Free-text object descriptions
------------------------------
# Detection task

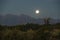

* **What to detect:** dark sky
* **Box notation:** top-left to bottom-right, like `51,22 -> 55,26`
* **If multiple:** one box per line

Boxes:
0,0 -> 60,19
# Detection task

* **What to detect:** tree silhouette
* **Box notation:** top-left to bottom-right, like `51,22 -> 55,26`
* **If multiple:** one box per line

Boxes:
44,18 -> 51,25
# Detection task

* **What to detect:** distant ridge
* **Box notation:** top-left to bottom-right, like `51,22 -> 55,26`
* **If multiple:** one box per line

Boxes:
0,14 -> 60,25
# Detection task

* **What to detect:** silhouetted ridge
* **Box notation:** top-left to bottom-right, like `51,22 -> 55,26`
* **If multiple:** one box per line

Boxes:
0,14 -> 60,25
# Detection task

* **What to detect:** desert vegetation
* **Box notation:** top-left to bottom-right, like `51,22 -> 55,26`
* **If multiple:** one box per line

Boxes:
0,23 -> 60,40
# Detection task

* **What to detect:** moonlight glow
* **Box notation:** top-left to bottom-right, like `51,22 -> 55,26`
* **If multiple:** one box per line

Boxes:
35,10 -> 40,14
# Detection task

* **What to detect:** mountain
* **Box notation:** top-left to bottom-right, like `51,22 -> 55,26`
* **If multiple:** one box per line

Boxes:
0,14 -> 60,25
0,15 -> 2,24
0,14 -> 38,25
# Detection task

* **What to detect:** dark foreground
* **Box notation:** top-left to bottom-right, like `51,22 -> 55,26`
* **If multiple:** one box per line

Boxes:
0,23 -> 60,40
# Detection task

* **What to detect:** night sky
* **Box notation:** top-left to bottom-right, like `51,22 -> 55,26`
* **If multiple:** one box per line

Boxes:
0,0 -> 60,19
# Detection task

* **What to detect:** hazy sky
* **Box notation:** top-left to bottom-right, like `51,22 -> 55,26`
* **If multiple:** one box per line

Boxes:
0,0 -> 60,19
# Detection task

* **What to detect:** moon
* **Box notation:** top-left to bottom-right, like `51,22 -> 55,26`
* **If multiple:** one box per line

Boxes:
35,10 -> 40,14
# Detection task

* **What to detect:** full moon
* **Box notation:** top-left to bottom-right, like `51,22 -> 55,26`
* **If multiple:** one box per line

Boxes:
35,10 -> 40,14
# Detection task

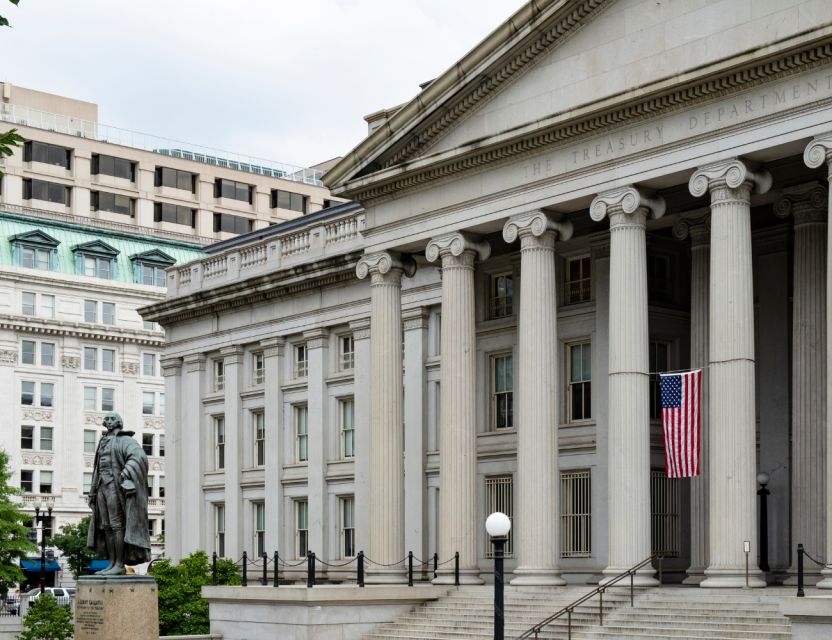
------------------------------
Among the lines of the records, copy out each one that contains the word "dark".

* **What to detect:** dark sky
* **What to detect:** dark foreground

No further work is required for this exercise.